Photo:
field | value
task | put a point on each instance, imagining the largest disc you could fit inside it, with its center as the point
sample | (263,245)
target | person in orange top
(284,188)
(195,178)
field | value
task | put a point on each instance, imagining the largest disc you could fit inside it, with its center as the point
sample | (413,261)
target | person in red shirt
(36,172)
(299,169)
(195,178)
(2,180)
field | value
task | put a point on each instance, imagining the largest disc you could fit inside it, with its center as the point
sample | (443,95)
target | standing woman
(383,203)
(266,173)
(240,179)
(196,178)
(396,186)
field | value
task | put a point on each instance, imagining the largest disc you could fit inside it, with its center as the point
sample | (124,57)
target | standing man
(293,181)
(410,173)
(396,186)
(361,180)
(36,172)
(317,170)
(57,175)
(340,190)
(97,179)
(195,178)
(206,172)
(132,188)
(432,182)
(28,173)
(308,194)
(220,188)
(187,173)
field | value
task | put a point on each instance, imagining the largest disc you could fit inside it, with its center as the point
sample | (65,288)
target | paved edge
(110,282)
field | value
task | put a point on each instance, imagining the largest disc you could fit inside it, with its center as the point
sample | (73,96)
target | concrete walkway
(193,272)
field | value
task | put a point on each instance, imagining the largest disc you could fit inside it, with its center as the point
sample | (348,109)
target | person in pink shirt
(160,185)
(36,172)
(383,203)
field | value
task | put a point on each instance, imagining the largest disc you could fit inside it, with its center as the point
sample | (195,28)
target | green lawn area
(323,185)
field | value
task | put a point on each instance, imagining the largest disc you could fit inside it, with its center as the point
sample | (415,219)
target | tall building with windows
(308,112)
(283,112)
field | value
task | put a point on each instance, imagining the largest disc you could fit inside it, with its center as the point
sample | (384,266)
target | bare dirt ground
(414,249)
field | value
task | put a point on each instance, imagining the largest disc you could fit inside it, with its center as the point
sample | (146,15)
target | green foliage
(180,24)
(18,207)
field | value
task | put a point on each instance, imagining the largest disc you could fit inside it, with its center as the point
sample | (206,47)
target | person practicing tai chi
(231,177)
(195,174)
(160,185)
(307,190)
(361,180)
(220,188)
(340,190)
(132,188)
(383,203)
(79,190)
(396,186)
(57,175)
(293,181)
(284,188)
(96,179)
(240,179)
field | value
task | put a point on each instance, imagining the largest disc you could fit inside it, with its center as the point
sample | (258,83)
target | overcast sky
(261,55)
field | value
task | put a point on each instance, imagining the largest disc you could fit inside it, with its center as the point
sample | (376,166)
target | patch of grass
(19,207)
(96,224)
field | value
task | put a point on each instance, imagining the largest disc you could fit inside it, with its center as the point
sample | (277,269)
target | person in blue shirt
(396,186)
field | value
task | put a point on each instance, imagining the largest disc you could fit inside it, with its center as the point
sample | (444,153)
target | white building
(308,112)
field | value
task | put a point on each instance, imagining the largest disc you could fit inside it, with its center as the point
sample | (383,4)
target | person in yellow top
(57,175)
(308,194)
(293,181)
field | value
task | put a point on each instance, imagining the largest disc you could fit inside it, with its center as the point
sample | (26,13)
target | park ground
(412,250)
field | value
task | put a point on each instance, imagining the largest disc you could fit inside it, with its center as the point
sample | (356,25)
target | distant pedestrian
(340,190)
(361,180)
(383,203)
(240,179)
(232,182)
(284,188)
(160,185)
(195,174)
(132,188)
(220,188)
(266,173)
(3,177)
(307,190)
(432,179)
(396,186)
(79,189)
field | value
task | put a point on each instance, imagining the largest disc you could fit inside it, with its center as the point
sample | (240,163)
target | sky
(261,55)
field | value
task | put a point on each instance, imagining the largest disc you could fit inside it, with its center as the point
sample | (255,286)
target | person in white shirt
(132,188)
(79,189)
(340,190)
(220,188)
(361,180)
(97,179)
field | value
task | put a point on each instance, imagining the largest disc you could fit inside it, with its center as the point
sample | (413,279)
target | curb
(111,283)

···

DESCRIPTION OF THE TASK | Give every line of the material again, exactly as it reads.

OUTPUT FOR THIS EXERCISE |
Photo:
field | value
task | put a point on each instance, imagining the largest disc you could fit inside it, with its center as the point
sample | (263,245)
target | person in orange top
(284,188)
(195,178)
field | value
task | put a point on each instance, imagining the largest disc you could fit inside it, with its center as the point
sample | (413,261)
target | person in red shirt
(36,172)
(299,169)
(195,178)
(2,180)
field | value
task | put a point on each instance, imagining the largest disc you could fit inside it, with its center as the point
sample | (443,95)
target | standing woman
(383,203)
(266,173)
(240,179)
(196,178)
(396,186)
field | value
task | put a point on each instance, imagining the largest disc you could fit inside it, with its center as the point
sample | (124,57)
target | standing man
(293,181)
(410,173)
(396,186)
(361,180)
(36,172)
(317,170)
(57,175)
(340,190)
(97,179)
(195,178)
(206,172)
(132,188)
(432,182)
(28,173)
(308,194)
(220,188)
(187,173)
field | value
task | put a point on each instance, imagining the largest disc you could fit inside it, with its center as the point
sample | (65,288)
target | paved edge
(110,282)
field | value
task | put a point on each instance, imagining the largest disc you could fit inside it, with its center as the point
sample | (73,96)
target | concrete walkway
(193,272)
field | value
task | put a point on each instance, imagining the largest disc you could fit inside it, with its center as the point
sample | (348,109)
target | person in pink shirt
(160,185)
(36,172)
(383,203)
field | value
task | put a point on each instance, imagining the largest disc you could fit inside it, with its center as the point
sample | (195,28)
target | green lawn area
(323,185)
field | value
task | put a point on each instance, imagining the largest disc you could fit inside it, with its center as the point
sample | (415,219)
target | tall building with windows
(308,112)
(283,112)
field | value
task | put a point on each instance, imagining the largest disc you could fit inside it, with its center as the point
sample | (384,266)
target | bare dirt ground
(414,249)
field | value
task | put a point on each instance, imagining the largest disc you could fit inside it, with its center as the point
sample | (146,15)
target | green foliage
(180,24)
(18,207)
field | value
task | put a point on each instance, imagining the largest disc you could fit inside it, with its center as the point
sample | (206,47)
target | person practicing tai chi
(231,177)
(195,174)
(160,185)
(307,190)
(361,180)
(220,188)
(340,190)
(132,188)
(383,203)
(79,190)
(396,186)
(57,175)
(293,181)
(284,188)
(96,179)
(240,179)
field | value
task | put a point on each instance, imagining the largest disc you could fit inside it, with its center as the point
sample | (258,83)
target | overcast sky
(261,55)
field | value
task | put a point on each instance, imagining the largest disc you could fit inside it, with its center as the point
sample | (376,166)
target | patch of grass
(19,207)
(96,224)
field | value
task | put a point on each instance, imagining the largest disc you could fit inside it, with its center as the point
sample | (277,269)
target | person in blue shirt
(396,186)
field | value
task | put a point on each instance, imagining the largest disc you could fit inside it, with its center as the point
sample | (444,153)
target | white building
(308,112)
field | value
task | put a point on each instance, imagining the largest disc you could fit inside it, with its center as the point
sample | (383,4)
target | person in yellow top
(57,175)
(308,194)
(293,181)
field | value
task | put a point on each instance, imagining the largest disc you could fit inside it, with its center as the point
sample | (26,13)
target | park ground
(412,250)
field | value
task | put a point on each instance, imagining the largest disc you could fit inside it, with its center as the point
sample | (356,25)
target | distant pedestrian
(340,190)
(361,180)
(383,203)
(240,179)
(232,182)
(284,188)
(160,185)
(195,174)
(132,188)
(220,188)
(266,173)
(3,177)
(307,190)
(432,179)
(396,186)
(79,189)
field | value
task | put a point on each instance, imagining the largest disc you could fit inside it, with its center as the point
sample | (240,163)
target | sky
(261,55)
field | value
task | put a point on each instance, imagining the largest disc you could fit inside it, with its center as the point
sample | (255,286)
target | person in white shirt
(132,188)
(79,189)
(340,190)
(220,188)
(361,180)
(97,179)
field | value
task | put a point on each instance, imagining the largest disc you could fit inside it, with its center as the point
sample | (413,279)
target | curb
(111,283)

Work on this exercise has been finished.